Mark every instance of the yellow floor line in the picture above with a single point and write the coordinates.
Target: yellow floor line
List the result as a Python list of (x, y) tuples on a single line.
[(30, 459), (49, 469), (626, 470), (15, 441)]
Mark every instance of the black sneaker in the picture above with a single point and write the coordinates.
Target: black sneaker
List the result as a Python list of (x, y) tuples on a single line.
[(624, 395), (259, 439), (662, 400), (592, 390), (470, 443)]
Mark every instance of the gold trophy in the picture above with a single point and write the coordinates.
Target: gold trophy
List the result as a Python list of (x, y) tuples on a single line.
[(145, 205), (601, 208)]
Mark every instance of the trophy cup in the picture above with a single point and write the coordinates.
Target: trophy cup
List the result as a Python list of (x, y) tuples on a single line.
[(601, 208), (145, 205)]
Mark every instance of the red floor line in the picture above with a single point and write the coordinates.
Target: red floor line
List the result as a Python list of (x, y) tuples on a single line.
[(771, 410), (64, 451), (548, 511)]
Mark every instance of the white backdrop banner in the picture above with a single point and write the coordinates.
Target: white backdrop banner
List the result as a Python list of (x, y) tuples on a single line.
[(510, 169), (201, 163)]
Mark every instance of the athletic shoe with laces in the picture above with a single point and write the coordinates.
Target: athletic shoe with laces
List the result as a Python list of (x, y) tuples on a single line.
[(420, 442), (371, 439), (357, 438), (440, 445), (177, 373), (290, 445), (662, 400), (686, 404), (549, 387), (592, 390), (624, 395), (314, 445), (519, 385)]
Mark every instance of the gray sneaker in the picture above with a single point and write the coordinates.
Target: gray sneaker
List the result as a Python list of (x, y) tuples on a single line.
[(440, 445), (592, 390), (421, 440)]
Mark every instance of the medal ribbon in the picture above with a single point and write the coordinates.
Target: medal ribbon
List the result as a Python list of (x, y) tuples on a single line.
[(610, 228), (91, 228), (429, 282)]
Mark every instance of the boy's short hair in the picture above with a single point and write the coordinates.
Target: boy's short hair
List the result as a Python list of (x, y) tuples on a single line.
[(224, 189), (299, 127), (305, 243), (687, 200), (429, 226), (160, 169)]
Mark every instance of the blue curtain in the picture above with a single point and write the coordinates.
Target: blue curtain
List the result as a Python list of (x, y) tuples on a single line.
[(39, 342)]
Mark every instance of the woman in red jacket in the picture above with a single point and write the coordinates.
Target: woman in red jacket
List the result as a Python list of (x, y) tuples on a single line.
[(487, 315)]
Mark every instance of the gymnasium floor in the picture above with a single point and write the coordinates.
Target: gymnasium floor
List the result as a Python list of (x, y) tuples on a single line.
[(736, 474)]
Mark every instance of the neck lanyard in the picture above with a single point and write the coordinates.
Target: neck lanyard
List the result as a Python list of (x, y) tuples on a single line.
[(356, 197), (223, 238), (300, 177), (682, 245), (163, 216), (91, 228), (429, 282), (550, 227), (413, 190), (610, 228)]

What to produce ->
Set down without any change everything in the records above, from the line containing "Mark every instance of the white" down to the line containing "[(510, 169), (201, 163)]", and include both of those lines.

Answer in full ->
Mark every instance of the white backdrop banner in the picture above with a single point and write the coordinates.
Target: white backdrop banner
List the result as a Python list of (x, y) tuples on a single line.
[(510, 169), (201, 163)]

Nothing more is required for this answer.